What you print must match the data line for line.

○ ○ ○ ○

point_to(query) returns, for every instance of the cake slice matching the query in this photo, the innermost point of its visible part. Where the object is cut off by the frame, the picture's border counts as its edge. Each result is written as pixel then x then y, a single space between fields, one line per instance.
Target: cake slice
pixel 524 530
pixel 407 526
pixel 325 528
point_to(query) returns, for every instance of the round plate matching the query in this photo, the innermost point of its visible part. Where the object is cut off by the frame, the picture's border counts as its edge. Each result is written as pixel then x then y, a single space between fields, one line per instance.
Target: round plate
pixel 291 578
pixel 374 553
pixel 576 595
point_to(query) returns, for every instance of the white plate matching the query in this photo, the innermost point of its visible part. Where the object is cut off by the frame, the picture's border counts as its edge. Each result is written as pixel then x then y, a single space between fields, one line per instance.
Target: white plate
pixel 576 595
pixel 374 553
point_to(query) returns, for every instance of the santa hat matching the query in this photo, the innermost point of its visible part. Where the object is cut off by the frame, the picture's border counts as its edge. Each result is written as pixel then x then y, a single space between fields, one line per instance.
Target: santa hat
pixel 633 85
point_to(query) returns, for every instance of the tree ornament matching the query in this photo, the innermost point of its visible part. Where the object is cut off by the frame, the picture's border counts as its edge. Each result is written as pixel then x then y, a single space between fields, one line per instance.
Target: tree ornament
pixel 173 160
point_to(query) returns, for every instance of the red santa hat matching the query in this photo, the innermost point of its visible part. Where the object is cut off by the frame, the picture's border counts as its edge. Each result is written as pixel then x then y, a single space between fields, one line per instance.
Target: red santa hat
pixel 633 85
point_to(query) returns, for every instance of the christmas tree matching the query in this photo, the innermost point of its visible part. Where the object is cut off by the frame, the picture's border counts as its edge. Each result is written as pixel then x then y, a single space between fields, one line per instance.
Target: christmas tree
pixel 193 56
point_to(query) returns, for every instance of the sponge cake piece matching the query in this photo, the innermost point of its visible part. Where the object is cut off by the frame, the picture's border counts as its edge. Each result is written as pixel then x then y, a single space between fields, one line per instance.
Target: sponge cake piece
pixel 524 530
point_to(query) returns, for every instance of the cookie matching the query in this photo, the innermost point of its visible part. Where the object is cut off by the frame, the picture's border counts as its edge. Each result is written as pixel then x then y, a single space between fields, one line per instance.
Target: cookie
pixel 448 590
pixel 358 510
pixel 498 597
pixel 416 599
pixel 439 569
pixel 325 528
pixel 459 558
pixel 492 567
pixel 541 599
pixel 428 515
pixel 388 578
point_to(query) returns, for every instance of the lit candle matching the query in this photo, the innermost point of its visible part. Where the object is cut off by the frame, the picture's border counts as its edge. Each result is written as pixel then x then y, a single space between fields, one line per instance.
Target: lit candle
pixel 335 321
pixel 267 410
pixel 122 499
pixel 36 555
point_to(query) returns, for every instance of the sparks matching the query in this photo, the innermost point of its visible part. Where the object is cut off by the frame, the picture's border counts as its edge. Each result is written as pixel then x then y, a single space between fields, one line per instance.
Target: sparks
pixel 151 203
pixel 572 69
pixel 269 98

○ ○ ○ ○

◆ Your solution ◆
point_to(query) returns, for every instance of the cake slice matching the query in this photo, the innermost point of its visible part. Where the object is cut off by the frame, the picture's border counts as its edge. Each result is written as pixel then x then y, a single space between fields, one line per instance.
Target: cake slice
pixel 524 530
pixel 407 526
pixel 325 528
point_to(query) returns, for every instance of the round plate matching the query in this photo, the innermost point of its visible part. Where the object is cut off by the frame, the picture's border counts as its edge. Each result is written as pixel then x then y, a single space between fields, one line per instance.
Target: round plate
pixel 291 578
pixel 374 553
pixel 576 595
point_to(query) returns, for every instance of the white plate matching the query in this photo, the innermost point of its visible part. Where the object is cut off by the frame, the picture's border counts as its edge. Each result is written as pixel then x then y, a single space between fields, one line per instance.
Target: white plate
pixel 576 595
pixel 374 553
point_to(query) returns, for every instance of the santa hat matching the query in this photo, the innermost point of its visible part. Where the object is cut off by the frame, the picture's border counts as its edge. Each result is written as pixel then x then y, a single space between fields, one line per instance.
Target: santa hat
pixel 633 85
point_to(query) returns, for every instance of the tree ornament matching the query in this photo, the innermost point of its visible part. Where the object is cut off by the frame, the picture's border counts as its edge. Each result is written as pixel then x then y, a single space between fields, one line per instance.
Target: tree ornament
pixel 173 160
point_to(query) returns, for every instance of the red santa hat matching the query in this photo, the innermost point of its visible part. Where the object is cut off by the frame, the picture's border counts as its edge. Each result is written as pixel then x then y, a single space between fields, one line per instance.
Target: red santa hat
pixel 633 85
point_to(query) returns, for every instance of the christmas tree matching the query in this photo, the innermost point of its visible part. Where the object is cut off by the frame, the picture's border counts as its edge. Each result is written as pixel then x then y, a single space between fields, one line per instance.
Target: christmas tree
pixel 193 56
point_to(query) returns, for every instance of the sponge cake piece matching the query in this photo, the innermost point of its visible part. Where the object is cut off by the frame, the picture's border counts as its edge. Each result is written as pixel then x then y, a single space between fields, one line per instance.
Target: sponge cake piece
pixel 524 530
point_to(query) returns, for every instance of the cookie matching the query in this photo, the innermost point of its visible part. Where the object is cut off by the frame, the picture's border counts as its edge. Each result is written as pixel then x then y, a single space between fields, one line per instance.
Target: cookie
pixel 448 590
pixel 358 510
pixel 498 597
pixel 416 599
pixel 439 569
pixel 325 528
pixel 459 558
pixel 492 567
pixel 541 599
pixel 428 515
pixel 388 578
point_to(query) returns, for every instance of the lit candle matching the query in this photo, the innermost point of its visible part. Where the object is cut off by the frame, the picture's border counts as its edge. Each result is written as pixel then x then y, a single space between fields, one line per instance.
Target: lit candle
pixel 335 321
pixel 267 410
pixel 122 499
pixel 36 555
point_to(query) returns, for every instance of the sparks matching the query in this photo, the innermost point of its visible part. Where the object is cut off by the frame, the picture's border counts as its edge. Each result is written as pixel then x then y, a single space between fields, one line per instance.
Target: sparks
pixel 151 203
pixel 572 69
pixel 269 98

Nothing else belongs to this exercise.